■ **To be done**
Reproduce the entries from the line containing "Can you detect every sheep's" through the line containing "xmin=253 ymin=318 xmax=270 ymax=360", changing "leg" to "hoof" and leaving the rest untouched.

■ **Data section**
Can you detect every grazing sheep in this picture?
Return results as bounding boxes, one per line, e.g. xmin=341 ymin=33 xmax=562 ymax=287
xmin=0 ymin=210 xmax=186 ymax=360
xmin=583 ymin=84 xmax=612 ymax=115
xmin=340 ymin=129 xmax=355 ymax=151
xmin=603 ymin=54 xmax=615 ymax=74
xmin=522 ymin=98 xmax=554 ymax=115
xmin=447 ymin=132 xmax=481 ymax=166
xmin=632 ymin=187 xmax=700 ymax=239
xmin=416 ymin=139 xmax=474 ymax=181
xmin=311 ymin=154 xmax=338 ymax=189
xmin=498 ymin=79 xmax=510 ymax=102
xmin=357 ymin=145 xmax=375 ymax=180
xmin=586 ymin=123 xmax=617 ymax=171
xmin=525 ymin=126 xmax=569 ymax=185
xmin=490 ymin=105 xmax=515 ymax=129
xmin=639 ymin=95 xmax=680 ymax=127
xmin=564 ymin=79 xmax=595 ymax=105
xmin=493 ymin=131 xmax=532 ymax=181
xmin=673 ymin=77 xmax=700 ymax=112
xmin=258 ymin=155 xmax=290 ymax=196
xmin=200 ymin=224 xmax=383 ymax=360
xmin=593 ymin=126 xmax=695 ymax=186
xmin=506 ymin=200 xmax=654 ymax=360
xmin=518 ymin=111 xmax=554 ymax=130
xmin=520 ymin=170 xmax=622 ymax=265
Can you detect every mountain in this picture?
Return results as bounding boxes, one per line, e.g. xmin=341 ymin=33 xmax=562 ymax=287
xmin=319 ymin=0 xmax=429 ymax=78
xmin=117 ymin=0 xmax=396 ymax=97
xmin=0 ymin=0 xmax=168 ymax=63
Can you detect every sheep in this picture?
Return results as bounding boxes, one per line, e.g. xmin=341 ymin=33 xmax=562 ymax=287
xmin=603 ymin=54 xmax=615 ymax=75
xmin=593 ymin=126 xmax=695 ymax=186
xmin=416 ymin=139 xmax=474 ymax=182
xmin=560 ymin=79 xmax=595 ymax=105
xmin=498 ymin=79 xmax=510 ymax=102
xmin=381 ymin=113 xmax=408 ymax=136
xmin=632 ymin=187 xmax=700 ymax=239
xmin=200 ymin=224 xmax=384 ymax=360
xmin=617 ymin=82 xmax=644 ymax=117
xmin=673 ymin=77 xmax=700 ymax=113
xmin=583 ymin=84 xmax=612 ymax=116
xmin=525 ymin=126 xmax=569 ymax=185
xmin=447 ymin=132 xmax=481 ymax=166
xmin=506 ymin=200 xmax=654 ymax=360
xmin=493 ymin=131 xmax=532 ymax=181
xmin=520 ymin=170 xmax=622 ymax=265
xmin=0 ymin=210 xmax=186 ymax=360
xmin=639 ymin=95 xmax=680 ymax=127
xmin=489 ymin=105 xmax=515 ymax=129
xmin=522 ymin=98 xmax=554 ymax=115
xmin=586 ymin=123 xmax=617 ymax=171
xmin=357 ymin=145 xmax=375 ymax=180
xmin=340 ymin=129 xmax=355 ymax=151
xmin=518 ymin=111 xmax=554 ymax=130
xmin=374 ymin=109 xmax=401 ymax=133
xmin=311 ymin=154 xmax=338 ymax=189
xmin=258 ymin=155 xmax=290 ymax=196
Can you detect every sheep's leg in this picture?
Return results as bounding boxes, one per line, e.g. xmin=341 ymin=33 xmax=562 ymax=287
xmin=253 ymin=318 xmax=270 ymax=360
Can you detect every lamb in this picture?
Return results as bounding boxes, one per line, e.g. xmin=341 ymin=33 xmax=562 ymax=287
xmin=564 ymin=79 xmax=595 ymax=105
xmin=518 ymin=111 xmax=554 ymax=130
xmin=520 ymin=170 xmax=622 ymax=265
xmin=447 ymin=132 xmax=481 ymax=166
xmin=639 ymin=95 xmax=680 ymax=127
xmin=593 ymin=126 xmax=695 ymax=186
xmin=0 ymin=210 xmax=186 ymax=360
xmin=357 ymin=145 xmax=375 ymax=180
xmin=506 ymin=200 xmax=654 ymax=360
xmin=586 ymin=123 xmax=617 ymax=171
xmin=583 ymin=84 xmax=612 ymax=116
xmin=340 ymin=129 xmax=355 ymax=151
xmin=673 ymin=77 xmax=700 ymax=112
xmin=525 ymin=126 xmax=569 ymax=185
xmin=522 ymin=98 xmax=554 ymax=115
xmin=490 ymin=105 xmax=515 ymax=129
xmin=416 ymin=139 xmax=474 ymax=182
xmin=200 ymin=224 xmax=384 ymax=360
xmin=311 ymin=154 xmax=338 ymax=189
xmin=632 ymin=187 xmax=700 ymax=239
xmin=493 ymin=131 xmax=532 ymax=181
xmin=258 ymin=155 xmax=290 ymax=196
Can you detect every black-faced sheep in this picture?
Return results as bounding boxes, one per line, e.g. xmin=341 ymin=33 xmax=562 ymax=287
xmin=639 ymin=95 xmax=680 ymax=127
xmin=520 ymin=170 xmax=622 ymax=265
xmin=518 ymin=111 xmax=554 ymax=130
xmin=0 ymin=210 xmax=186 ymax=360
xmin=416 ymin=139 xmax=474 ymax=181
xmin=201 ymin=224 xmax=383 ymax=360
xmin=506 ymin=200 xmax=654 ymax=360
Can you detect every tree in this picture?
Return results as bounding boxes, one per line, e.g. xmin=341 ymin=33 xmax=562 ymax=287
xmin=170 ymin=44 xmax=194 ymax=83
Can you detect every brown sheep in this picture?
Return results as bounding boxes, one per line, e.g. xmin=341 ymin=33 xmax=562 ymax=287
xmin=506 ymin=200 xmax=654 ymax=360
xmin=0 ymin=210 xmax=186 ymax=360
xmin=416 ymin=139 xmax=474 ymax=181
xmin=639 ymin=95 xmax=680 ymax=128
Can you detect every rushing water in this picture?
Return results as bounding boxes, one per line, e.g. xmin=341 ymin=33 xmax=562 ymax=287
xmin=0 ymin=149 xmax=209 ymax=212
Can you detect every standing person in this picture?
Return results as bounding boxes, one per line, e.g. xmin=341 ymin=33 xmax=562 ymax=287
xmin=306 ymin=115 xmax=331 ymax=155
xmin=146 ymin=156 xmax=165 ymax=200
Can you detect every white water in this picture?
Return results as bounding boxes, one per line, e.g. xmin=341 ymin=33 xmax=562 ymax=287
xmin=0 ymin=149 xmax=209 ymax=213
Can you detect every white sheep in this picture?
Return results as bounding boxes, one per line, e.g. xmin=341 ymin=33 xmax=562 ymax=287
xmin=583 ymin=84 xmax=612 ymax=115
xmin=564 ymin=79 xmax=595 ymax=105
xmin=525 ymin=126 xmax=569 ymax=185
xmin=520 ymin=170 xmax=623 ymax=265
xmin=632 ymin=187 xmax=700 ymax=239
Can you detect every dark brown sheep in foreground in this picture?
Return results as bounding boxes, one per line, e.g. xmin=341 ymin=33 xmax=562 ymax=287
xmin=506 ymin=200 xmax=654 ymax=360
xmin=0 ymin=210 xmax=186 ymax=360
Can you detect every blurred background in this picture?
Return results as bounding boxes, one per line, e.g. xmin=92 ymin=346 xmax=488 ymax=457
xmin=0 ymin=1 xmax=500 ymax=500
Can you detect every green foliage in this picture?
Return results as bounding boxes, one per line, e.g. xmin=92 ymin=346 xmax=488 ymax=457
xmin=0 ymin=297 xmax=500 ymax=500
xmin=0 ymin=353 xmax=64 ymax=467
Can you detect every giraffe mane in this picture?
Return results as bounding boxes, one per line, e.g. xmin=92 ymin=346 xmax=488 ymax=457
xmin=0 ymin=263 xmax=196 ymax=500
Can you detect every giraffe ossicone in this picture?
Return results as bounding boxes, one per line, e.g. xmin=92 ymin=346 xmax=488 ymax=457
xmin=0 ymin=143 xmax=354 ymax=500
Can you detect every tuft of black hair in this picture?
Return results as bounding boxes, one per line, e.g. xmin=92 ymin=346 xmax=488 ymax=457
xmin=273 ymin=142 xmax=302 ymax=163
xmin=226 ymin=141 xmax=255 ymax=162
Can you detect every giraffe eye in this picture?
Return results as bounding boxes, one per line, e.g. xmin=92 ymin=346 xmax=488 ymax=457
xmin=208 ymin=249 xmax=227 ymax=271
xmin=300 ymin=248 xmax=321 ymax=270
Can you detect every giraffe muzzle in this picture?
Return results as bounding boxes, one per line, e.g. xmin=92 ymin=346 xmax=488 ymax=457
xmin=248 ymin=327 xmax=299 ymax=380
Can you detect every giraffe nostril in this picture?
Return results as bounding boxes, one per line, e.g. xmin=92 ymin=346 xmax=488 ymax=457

■ **Correct result**
Can you detect every sheep's hoof in this picture?
Return results as bounding boxes, one per line, e.g. xmin=341 ymin=33 xmax=562 ymax=287
xmin=253 ymin=318 xmax=270 ymax=360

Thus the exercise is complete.